▸ **TASK INSTRUCTIONS**:
The entries follow. Copy every line in which "this" appears.

▸ **Collected data entries**:
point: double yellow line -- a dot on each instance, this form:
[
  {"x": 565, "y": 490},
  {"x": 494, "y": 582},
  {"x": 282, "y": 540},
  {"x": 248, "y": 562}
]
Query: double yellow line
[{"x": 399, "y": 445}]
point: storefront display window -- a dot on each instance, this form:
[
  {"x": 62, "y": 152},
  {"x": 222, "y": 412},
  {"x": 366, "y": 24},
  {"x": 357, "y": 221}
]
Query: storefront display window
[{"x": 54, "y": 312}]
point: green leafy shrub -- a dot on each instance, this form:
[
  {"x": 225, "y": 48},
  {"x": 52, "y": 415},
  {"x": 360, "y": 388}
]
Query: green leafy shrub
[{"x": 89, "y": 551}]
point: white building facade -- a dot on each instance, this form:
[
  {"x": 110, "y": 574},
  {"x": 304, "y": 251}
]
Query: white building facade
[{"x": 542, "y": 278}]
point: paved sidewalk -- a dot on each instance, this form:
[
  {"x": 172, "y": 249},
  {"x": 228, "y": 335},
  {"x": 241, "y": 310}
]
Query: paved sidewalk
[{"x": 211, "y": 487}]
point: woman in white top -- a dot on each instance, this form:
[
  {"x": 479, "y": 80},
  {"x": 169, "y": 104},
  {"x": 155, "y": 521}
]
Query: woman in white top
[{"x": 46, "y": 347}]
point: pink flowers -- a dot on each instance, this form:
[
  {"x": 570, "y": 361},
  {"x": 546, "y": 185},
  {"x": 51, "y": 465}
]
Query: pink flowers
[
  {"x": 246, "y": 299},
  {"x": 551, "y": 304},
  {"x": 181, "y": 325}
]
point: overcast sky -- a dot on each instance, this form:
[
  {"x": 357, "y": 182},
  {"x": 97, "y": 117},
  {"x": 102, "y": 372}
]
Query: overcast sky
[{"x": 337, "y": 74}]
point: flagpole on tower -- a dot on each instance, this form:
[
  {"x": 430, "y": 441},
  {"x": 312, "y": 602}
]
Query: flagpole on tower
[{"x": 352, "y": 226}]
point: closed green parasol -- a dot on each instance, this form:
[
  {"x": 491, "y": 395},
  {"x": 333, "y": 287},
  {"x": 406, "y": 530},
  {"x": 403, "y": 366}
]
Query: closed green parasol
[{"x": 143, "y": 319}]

▸ **OUTPUT**:
point: double yellow line -- a dot on each instance, this form:
point: storefront display window -- a dot on each instance, this form:
point: green leafy shrub -- a dot on each instance, this form:
point: white building facade -- a dot on each instance, this form:
point: paved sidewalk -- a dot on each instance, this form:
point: woman in white top -- a dot on each instance, this form:
point: pink flowers -- a dot on each instance, this form:
point: overcast sky -- a dot on each instance, this form:
point: flagpole on tower -- a dot on each instance, this form:
point: closed green parasol -- a dot on each instance, this form:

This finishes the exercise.